→ **DIRECTION**: Convert each line of the listing below into a JSON list of strings, with one string per line and no entries for blank lines.

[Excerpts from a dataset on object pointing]
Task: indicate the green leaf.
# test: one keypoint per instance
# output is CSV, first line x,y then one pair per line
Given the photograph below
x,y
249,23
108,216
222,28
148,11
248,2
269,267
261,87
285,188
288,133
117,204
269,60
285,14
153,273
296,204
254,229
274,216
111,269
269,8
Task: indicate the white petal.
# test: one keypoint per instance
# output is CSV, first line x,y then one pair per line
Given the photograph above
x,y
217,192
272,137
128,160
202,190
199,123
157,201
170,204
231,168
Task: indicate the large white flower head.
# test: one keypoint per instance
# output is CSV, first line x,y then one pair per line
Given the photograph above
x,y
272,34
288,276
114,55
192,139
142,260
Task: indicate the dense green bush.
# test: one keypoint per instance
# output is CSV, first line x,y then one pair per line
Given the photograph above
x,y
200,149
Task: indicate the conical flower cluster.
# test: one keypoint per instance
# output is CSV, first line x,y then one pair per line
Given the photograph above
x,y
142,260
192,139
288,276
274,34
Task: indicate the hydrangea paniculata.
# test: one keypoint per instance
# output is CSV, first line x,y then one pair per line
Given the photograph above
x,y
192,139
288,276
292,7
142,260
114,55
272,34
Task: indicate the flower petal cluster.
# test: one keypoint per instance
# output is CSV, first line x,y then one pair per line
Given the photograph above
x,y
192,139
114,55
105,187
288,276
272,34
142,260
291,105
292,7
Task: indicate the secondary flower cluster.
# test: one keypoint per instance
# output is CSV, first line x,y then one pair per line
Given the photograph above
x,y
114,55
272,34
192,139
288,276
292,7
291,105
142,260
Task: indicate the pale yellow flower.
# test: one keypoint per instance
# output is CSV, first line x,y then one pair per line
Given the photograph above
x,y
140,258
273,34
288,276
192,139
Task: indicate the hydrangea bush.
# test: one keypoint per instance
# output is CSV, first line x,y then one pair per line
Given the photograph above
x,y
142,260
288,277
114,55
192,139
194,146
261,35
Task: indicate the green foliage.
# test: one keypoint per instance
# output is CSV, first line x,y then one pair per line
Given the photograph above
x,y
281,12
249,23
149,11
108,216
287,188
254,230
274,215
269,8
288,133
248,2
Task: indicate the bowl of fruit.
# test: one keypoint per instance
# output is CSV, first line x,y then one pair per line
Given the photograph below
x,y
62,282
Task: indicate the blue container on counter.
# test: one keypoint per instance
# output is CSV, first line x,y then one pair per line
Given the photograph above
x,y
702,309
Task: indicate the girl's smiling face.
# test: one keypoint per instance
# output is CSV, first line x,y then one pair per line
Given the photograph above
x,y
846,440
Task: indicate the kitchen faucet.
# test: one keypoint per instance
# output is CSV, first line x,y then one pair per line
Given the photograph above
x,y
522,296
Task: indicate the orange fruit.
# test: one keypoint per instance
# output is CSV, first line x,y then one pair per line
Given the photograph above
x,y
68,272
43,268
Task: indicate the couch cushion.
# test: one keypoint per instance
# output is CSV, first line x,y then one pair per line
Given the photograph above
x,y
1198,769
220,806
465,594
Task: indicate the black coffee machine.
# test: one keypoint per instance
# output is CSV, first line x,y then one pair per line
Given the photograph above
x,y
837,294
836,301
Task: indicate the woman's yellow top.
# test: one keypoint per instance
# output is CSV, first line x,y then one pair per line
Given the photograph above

→ **RESPONSE TO THIS TASK**:
[
  "Task: indicate the green leaf.",
  "# test: one keypoint per instance",
  "# output is CSV, first line x,y then one pair per line",
  "Given the photograph below",
  "x,y",
  "249,23",
  "108,216",
  "222,28",
  "148,11",
  "248,2",
  "269,267",
  "261,87",
  "285,188",
  "288,133",
  "117,204",
  "269,60",
  "285,14",
  "153,273",
  "296,204",
  "254,229",
  "274,216",
  "111,269",
  "269,8",
  "Task: indicate the white petal.",
  "# test: one keypoint per instance",
  "# output is CSV, first line x,y then one pair per line",
  "Given the photograph above",
  "x,y",
  "217,192",
  "272,137",
  "128,160",
  "202,190",
  "199,123",
  "157,201",
  "170,204",
  "231,168",
  "Task: indicate the large white flower head.",
  "# test: one keypoint per instance",
  "# output is CSV, first line x,y then one pair per line",
  "Given the photograph above",
  "x,y",
  "272,34",
  "288,276",
  "114,55",
  "192,139",
  "142,260",
  "Task: indicate the dense green bush.",
  "# test: one keypoint per instance",
  "# output is CSV, first line x,y then one pair per line",
  "Given the photograph above",
  "x,y",
  "200,149",
  "Task: indicate the conical flower cluster.",
  "# test: one keypoint per instance",
  "# output is CSV, first line x,y then one pair per line",
  "Given the photograph above",
  "x,y",
  "142,260",
  "192,139",
  "288,276",
  "274,34",
  "Task: indicate the hydrangea paniculata.",
  "# test: one keypoint per instance",
  "# output is CSV, first line x,y then one pair per line",
  "Given the photograph above",
  "x,y",
  "192,139",
  "288,276",
  "292,7",
  "142,260",
  "114,55",
  "272,34",
  "Task: indicate the flower petal cluster.",
  "# test: one keypoint per instance",
  "# output is CSV, first line x,y then one pair per line",
  "Given the photograph above",
  "x,y",
  "192,139",
  "114,55",
  "105,187",
  "288,276",
  "272,34",
  "142,260",
  "291,105",
  "292,7",
  "Task: indicate the secondary flower cluster.",
  "# test: one keypoint per instance",
  "# output is CSV, first line x,y then one pair per line",
  "Given the photograph above",
  "x,y",
  "114,55",
  "272,34",
  "192,139",
  "288,276",
  "292,7",
  "291,105",
  "142,260",
  "Task: indicate the pale yellow flower.",
  "# test: one keypoint per instance",
  "# output is CSV, first line x,y then one pair per line",
  "Given the photograph above",
  "x,y",
  "140,258",
  "273,34",
  "288,276",
  "192,139",
  "Task: indicate the hydrangea bush.",
  "# test: one keypoint per instance",
  "# output is CSV, first line x,y then one pair per line",
  "Given the photograph above",
  "x,y",
  "142,260",
  "288,277",
  "114,55",
  "192,139",
  "194,146",
  "261,35",
  "Task: indicate the green foliage.",
  "# test: one keypoint per instance",
  "# output is CSV, first line x,y then one pair per line",
  "Given the photograph above",
  "x,y",
  "281,12",
  "249,23",
  "149,11",
  "108,216",
  "287,188",
  "254,230",
  "274,215",
  "269,8",
  "288,133",
  "248,2",
  "Task: indicate the bowl of fruit.",
  "# test: one keypoint per instance",
  "# output is CSV, first line x,y then one pair per line",
  "Given the photograph below",
  "x,y",
  "62,282",
  "Task: indicate the blue container on counter.",
  "# test: one keypoint per instance",
  "# output is CSV, first line x,y then one pair per line",
  "Given the photograph above",
  "x,y",
  "702,309",
  "Task: indicate the girl's smiling face.",
  "# test: one keypoint per instance",
  "# output is CSV, first line x,y then one pair per line",
  "Given the photograph above",
  "x,y",
  "846,440",
  "Task: indicate the kitchen faucet.",
  "# test: one keypoint per instance",
  "# output is CSV, first line x,y then one pair per line",
  "Given the photograph above",
  "x,y",
  "522,296",
  "Task: indicate the orange fruit.",
  "# test: one keypoint per instance",
  "# output is CSV, first line x,y then one pair per line",
  "Given the photograph above",
  "x,y",
  "68,272",
  "43,268",
  "Task: indicate the couch cushion.",
  "# test: one keypoint per instance",
  "# output is CSV, first line x,y then one pair per line",
  "Given the photograph above",
  "x,y",
  "1198,769",
  "220,806",
  "465,594",
  "Task: indicate the black coffee machine.",
  "# test: one keypoint per instance",
  "# output is CSV, first line x,y then one pair per line",
  "Given the photograph above",
  "x,y",
  "837,294",
  "836,301",
  "Task: indicate the woman's yellow top.",
  "# test: one keypoint per instance",
  "# output is CSV, first line x,y then one pair per line",
  "Given the photograph above"
]